[Written exercise] Copy every line from the items below that contains the word "each".

[Data records]
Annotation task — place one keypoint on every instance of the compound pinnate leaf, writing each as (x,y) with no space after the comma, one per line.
* * *
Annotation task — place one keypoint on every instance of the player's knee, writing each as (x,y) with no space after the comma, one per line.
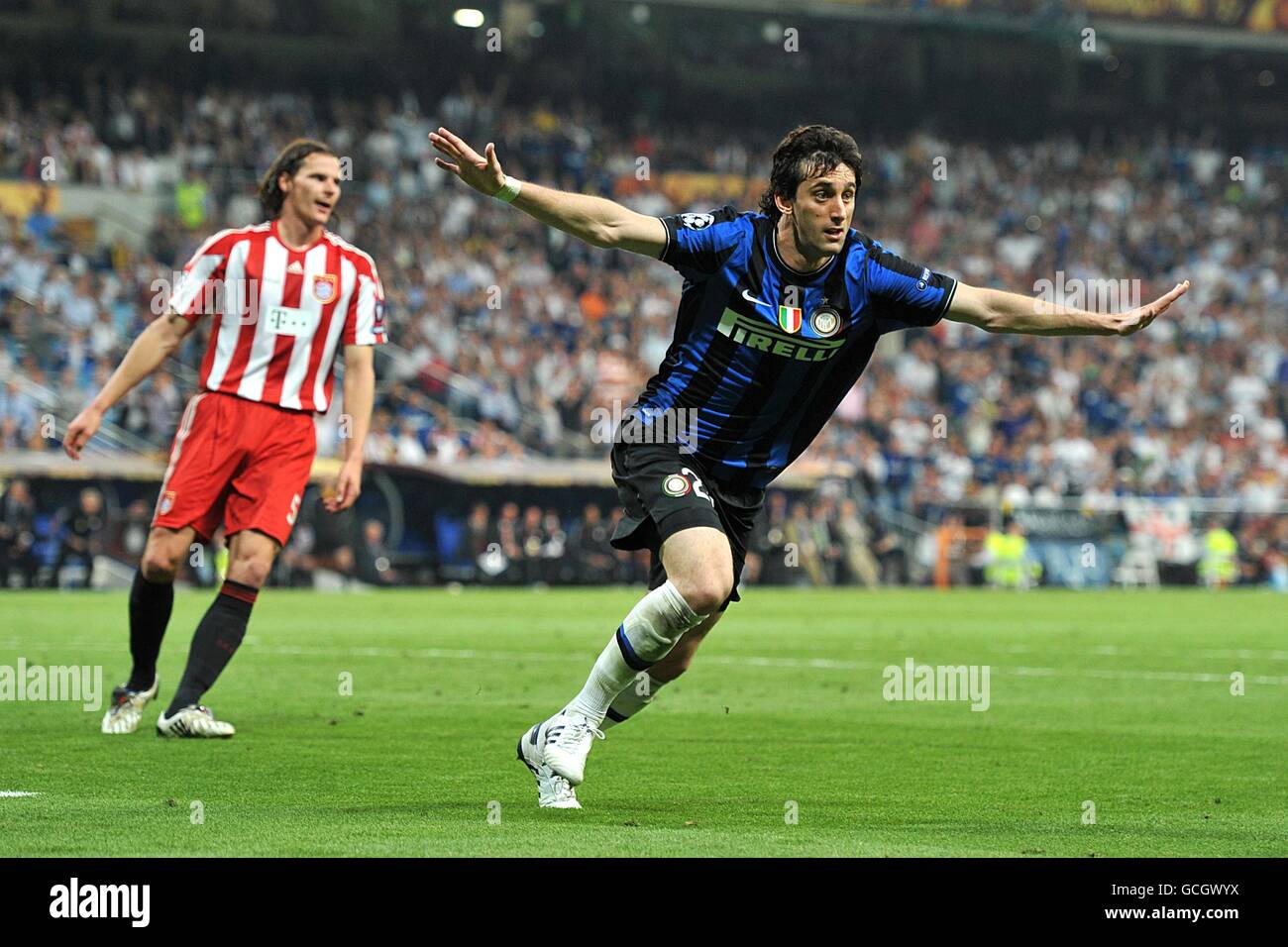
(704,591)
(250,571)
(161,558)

[Solved problem]
Annotation task — place one keypoint on every instance of the compound pinnate leaf, writing each as (x,y) with no space after the comma, one per line.
Annotation task — place one keypoint on every instance of the player's knee, writing each as (x,y) with no space after the comma, one per line.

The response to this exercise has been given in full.